EXERCISE AIM — Each line of the material below is to be checked for "jersey"; the number of matching lines is the only output expected.
§ §
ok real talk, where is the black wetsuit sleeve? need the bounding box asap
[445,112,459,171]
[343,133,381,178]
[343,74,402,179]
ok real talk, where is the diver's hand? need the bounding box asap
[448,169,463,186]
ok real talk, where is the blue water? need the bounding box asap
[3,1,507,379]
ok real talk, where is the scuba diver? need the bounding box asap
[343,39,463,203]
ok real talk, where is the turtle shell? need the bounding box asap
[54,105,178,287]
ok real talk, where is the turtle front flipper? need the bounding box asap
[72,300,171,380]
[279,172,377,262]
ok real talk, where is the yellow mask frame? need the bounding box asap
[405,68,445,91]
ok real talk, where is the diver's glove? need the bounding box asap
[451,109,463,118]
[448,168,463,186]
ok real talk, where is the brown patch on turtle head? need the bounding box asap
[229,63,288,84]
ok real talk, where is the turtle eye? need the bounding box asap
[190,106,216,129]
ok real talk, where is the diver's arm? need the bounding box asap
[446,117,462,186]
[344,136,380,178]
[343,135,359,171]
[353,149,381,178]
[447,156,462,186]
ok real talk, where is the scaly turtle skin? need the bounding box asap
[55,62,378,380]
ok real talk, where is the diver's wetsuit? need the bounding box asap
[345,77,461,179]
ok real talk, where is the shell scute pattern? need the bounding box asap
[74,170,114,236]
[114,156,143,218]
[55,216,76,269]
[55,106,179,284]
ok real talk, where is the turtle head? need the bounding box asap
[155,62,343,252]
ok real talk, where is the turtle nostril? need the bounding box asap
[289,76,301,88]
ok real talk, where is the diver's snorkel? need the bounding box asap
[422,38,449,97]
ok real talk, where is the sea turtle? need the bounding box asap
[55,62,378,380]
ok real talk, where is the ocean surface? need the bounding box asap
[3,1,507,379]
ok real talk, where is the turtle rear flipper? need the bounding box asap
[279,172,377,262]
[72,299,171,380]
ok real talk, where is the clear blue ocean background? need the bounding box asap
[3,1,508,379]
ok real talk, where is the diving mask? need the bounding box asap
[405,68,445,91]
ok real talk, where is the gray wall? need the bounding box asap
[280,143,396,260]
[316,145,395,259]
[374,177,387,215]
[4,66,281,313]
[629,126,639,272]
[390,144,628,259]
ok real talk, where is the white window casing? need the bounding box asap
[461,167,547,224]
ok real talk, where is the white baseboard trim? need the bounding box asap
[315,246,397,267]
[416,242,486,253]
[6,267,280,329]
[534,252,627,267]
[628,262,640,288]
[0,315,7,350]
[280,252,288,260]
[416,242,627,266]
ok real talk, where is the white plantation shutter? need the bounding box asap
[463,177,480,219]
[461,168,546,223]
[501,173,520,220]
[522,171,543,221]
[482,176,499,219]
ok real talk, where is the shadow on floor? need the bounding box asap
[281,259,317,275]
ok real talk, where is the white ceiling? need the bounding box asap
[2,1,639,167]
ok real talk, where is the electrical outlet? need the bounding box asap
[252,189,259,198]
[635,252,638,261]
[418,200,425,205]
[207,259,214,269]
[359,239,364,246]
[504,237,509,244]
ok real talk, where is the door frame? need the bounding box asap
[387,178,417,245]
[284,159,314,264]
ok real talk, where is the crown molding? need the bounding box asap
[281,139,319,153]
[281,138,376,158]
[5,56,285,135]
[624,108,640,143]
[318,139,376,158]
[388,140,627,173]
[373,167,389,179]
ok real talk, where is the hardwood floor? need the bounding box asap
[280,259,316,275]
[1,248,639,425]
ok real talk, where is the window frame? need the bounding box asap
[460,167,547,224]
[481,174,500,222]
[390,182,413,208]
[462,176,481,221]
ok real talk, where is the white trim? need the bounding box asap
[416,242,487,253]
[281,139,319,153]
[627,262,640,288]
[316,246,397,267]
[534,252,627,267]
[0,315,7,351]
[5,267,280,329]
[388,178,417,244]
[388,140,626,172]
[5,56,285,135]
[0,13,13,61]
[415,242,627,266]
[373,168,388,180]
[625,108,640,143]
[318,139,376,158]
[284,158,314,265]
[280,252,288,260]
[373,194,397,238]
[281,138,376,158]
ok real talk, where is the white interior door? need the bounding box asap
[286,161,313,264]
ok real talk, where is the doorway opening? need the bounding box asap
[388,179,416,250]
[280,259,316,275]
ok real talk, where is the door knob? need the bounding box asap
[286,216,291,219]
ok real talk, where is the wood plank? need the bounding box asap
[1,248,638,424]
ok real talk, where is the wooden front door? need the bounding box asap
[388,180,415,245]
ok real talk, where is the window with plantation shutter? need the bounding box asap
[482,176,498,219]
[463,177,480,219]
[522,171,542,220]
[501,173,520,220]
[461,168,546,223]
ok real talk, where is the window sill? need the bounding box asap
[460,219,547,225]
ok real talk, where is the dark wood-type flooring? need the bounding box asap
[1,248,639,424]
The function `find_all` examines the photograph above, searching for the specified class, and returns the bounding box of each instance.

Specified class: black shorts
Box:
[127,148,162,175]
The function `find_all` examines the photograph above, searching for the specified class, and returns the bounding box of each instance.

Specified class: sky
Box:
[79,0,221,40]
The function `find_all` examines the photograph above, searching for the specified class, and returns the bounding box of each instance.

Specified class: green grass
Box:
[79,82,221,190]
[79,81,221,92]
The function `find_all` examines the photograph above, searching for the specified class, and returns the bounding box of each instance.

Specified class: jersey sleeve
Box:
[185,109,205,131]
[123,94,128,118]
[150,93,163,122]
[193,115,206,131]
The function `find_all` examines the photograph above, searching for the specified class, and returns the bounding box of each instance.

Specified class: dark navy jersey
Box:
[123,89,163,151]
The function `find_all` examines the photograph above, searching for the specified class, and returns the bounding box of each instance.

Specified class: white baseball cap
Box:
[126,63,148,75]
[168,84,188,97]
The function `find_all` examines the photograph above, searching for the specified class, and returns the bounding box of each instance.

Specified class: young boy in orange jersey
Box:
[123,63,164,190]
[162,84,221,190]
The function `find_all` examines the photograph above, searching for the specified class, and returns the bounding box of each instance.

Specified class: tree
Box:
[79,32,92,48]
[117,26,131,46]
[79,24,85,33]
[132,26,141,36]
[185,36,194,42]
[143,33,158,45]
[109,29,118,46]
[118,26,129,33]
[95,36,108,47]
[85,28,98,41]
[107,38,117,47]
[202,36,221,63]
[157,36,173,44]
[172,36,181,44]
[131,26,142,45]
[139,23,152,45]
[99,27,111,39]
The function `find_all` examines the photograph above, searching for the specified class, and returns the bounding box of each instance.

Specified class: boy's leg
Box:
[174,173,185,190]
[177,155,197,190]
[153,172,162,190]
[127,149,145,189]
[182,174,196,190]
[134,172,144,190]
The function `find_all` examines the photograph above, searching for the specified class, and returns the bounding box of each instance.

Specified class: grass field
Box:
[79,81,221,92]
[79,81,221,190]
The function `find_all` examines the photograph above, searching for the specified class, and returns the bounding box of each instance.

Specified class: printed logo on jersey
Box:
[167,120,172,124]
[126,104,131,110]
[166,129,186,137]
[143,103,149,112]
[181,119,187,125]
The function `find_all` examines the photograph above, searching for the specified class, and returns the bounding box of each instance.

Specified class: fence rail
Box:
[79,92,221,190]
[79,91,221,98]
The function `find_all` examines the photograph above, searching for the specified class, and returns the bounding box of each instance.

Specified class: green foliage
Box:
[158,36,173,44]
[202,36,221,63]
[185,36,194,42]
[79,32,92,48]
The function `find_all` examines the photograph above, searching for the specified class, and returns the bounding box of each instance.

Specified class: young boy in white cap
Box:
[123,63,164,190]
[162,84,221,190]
§ §
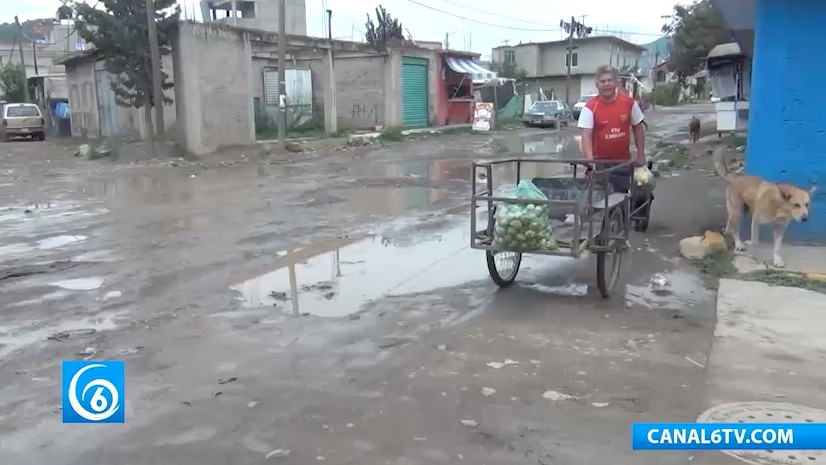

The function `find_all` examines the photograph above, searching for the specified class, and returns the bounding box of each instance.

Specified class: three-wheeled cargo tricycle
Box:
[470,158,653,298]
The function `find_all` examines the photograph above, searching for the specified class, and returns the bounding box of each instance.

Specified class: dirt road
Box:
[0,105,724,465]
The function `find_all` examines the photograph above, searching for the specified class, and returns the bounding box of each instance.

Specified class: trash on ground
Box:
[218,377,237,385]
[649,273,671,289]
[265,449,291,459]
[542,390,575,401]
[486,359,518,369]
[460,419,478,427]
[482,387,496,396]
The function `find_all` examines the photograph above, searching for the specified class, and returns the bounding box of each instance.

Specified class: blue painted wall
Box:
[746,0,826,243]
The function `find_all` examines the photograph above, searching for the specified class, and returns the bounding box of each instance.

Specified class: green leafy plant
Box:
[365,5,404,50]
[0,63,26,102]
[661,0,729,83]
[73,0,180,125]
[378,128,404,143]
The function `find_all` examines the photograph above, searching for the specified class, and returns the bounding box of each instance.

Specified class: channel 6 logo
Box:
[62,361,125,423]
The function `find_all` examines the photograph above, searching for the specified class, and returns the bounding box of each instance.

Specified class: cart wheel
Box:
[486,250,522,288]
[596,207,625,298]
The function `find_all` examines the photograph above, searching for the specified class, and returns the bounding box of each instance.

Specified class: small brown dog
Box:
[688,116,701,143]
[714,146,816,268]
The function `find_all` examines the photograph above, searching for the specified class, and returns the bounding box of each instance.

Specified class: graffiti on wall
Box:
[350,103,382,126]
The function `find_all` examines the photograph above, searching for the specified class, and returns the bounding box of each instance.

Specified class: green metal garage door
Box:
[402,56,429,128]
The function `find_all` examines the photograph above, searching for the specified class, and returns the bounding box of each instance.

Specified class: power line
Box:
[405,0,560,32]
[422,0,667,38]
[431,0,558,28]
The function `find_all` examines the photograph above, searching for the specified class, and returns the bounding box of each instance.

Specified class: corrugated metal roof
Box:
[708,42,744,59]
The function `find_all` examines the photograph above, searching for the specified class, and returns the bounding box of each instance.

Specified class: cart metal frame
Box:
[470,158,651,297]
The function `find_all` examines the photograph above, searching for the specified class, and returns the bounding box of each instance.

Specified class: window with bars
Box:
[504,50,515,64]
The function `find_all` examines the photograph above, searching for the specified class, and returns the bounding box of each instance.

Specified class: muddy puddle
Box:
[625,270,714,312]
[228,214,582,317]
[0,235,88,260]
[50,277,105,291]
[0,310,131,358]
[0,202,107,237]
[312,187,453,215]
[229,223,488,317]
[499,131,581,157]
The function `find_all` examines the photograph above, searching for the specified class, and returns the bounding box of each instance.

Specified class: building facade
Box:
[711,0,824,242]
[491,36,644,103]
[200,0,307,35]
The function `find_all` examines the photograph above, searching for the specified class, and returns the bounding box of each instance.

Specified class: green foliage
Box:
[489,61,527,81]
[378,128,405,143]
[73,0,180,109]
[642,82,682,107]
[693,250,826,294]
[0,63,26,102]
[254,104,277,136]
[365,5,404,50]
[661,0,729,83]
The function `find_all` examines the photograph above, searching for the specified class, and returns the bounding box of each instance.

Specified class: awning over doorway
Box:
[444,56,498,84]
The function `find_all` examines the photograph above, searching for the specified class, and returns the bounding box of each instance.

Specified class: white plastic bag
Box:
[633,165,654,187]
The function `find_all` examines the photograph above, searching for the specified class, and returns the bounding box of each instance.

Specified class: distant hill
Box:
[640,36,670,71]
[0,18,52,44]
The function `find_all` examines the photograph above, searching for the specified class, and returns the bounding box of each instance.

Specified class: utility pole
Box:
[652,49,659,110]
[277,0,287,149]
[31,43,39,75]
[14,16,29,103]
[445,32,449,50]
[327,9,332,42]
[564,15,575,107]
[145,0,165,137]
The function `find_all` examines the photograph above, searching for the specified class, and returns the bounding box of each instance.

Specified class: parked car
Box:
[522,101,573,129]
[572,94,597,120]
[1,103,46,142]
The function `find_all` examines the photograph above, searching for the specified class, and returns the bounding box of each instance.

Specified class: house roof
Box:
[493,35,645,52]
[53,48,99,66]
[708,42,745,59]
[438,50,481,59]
§ §
RESPONSE BOX — 4